======== Document section

Brought to you by Michael and Brian - take a Talk Python course or get Brian's pytest book


Transcript #99: parse - the regex antidote in Python

Return to episode page view on github
Recorded on Wednesday, Oct 10, 2018.

00:00 Hey everyone, Michael here. I want to take a quick moment for an editorial comment before we get to this week's show. On the last episode, we covered a story from Bloomberg about China implanting hardware hacking devices into motherboards for servers. Since that article came out, there's been a lot of pushback from the organizations named Amazon, Apple, and others.

00:19 And there's been a few articles that raised some doubts about the veracity of the original Bloomberg I'm linking to an article in Forbes called "Doubts Swirl About Bloomberg's China Tip Hack Report." This doesn't mean the original article is false or implausible, but it may be.

00:36 And because of that, I felt like I should add this disclaimer and warning about the coverage we had on episode 98.

00:42 Sorry about that.

00:43 Now let's get on to some Python-focused topics on this episode with Brian.

00:48 Hello and welcome to Python Bytes, where we deliver Python news and headlines directly to your earbuds.

00:53 This is episode 99, recorded October 10th, 2018.

00:58 I'm Michael Kennedy.

00:59 - I'm Brian Okken.

01:00 - Brian, we're coming up really close on episode 100.

01:02 - Yeah, one more, this is 99, wow.

01:04 - Yeah, we're gonna have to do something cool for that one.

01:06 But for now, I think it is super cool that DigitalOcean is sponsoring the show, not just for today, but for the rest of the year.

01:12 - That is very cool.

01:13 - Yeah, thank you, DigitalOcean.

01:14 Check them out at pythonbytes.fm/digitalocean.

01:17 Get $100 credit for new users.

01:20 I think I had said this before as a joke to you, And you didn't necessarily agree with it.

01:24 But your first item here may belial some agreement, that if you have a problem and you solve it with a regular expression, you now have two problems.

01:33 - Yes, yeah, well, definitely.

01:36 We think code, at least you have two things to support.

01:38 - Yeah, that's right.

================
======== Exercise data

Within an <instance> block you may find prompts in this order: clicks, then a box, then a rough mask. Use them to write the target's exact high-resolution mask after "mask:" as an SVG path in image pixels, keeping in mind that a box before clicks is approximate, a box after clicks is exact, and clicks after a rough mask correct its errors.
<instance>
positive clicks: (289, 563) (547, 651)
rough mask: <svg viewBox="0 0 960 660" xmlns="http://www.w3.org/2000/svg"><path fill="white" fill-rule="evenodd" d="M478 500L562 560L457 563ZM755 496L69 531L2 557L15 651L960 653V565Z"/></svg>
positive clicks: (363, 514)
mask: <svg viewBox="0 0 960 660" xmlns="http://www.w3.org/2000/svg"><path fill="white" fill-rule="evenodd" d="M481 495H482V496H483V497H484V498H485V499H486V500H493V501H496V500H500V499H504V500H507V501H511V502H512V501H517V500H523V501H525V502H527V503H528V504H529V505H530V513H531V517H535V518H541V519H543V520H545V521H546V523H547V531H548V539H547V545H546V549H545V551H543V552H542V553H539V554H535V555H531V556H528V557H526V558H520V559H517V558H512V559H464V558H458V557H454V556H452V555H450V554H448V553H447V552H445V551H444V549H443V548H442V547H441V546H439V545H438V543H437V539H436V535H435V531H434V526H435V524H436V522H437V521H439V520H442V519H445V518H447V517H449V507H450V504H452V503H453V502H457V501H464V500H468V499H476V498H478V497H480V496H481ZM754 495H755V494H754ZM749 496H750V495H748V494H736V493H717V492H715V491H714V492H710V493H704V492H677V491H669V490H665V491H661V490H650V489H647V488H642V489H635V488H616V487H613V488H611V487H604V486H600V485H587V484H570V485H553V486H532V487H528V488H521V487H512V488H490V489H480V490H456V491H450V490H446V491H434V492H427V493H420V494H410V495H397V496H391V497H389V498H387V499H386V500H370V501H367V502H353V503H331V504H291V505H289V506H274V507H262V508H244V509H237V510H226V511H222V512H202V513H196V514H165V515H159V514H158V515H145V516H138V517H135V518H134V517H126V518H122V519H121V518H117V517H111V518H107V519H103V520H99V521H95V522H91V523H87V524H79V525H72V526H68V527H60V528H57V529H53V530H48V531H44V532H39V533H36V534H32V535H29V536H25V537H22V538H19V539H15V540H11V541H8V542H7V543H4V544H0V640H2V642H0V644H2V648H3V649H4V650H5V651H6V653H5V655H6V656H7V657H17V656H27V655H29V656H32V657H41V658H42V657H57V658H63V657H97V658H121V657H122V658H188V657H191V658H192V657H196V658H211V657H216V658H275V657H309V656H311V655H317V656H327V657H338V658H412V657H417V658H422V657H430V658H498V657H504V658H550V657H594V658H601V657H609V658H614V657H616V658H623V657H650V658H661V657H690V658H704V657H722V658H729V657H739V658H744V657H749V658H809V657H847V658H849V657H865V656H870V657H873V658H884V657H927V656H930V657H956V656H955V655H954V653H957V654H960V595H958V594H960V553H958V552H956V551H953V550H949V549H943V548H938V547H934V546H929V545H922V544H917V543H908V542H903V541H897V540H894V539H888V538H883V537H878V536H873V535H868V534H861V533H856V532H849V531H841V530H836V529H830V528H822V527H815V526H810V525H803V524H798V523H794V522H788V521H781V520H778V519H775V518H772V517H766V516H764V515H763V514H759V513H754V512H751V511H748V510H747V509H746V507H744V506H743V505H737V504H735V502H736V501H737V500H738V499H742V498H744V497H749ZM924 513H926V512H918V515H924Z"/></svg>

================

■ **Task details**
Reproduce the podcast transcript from "Transcript #99: parse" up to and including "Apple, and others.".

■ **Your solution**
Transcript #99: parse - the regex antidote in Python

Return to episode page view on github
Recorded on Wednesday, Oct 10, 2018.

00:00 Hey everyone, Michael here. I want to take a quick moment for an editorial comment before we get to this week's show. On the last episode, we covered a story from Bloomberg about China implanting hardware hacking devices into motherboards for servers. Since that article came out, there's been a lot of pushback from the organizations named Amazon, Apple, and others.